=== Begin Enclosure ===

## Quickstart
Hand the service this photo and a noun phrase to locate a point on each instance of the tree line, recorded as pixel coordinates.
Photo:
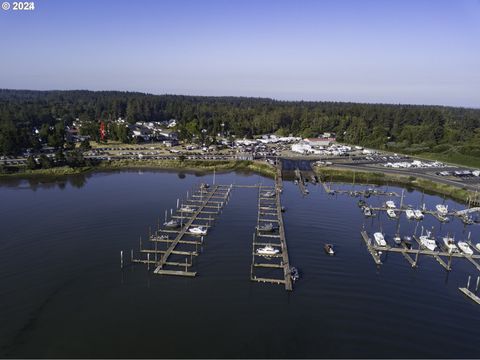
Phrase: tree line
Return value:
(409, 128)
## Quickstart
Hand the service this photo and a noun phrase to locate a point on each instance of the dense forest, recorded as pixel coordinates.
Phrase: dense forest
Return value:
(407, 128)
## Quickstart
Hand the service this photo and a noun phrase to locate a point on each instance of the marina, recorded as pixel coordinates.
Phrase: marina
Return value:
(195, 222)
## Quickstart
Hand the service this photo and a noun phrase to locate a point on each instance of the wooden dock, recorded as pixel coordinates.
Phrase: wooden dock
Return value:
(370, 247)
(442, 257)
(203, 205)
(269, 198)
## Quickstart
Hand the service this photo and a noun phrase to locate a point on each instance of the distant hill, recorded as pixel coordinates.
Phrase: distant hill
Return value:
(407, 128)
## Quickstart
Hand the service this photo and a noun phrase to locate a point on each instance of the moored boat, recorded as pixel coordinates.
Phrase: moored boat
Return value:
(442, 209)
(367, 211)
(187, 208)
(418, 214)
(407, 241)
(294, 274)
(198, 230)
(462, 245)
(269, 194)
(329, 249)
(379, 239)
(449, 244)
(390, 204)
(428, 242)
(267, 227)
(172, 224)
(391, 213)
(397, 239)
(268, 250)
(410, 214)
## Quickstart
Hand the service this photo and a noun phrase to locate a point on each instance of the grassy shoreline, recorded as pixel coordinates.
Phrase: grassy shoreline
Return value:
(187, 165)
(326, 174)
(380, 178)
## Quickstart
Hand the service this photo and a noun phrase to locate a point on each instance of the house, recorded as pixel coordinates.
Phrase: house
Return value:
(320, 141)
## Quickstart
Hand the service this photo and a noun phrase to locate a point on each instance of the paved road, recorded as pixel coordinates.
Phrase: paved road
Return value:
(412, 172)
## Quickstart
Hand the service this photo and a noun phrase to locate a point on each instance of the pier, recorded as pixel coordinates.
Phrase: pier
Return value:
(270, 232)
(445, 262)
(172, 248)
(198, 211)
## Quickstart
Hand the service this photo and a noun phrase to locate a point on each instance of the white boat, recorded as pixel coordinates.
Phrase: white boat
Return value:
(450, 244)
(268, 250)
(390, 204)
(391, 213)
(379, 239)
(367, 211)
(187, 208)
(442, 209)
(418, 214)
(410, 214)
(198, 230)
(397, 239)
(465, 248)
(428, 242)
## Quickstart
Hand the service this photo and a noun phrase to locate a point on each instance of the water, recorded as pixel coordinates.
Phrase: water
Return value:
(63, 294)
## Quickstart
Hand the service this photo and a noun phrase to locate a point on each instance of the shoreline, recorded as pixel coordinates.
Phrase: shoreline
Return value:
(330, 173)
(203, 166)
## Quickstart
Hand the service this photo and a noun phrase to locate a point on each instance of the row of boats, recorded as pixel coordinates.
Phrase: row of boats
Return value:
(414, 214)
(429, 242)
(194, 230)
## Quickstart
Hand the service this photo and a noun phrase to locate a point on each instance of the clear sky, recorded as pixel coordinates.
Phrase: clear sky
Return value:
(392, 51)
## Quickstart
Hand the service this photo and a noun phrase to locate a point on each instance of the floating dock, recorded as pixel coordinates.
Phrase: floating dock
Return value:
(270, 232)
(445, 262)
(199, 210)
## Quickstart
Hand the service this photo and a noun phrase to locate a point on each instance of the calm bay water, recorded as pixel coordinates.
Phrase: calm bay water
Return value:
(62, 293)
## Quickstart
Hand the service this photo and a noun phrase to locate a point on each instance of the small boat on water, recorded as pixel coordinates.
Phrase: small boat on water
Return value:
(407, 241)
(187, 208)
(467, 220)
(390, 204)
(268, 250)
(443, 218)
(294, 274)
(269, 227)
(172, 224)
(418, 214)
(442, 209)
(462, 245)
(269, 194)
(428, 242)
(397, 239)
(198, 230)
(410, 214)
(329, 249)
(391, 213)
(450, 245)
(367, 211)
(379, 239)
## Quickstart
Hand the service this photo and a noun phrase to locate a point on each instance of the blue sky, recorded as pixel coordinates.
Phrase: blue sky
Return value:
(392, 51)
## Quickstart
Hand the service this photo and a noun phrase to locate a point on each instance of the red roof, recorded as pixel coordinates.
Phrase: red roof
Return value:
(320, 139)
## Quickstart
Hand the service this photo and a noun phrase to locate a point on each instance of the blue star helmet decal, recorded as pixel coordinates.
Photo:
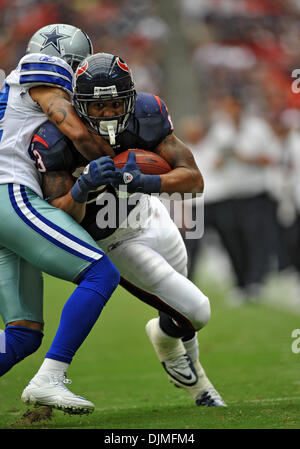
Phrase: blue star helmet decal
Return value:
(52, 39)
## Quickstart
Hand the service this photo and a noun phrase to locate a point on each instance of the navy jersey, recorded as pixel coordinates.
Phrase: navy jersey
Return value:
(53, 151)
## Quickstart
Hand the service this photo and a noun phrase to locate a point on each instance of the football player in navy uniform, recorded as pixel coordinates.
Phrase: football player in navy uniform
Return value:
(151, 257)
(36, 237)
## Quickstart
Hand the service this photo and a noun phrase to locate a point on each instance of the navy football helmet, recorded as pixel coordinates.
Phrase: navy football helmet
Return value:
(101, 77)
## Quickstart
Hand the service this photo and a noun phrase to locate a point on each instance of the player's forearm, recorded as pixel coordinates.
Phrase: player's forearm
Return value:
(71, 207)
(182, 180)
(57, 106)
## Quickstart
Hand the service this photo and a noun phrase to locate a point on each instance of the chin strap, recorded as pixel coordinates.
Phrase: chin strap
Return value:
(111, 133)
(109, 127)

=== End Enclosure ===

Throughout the data, tally the lines that hold the string "jersey" and report the tally alone.

• _Exercise output_:
2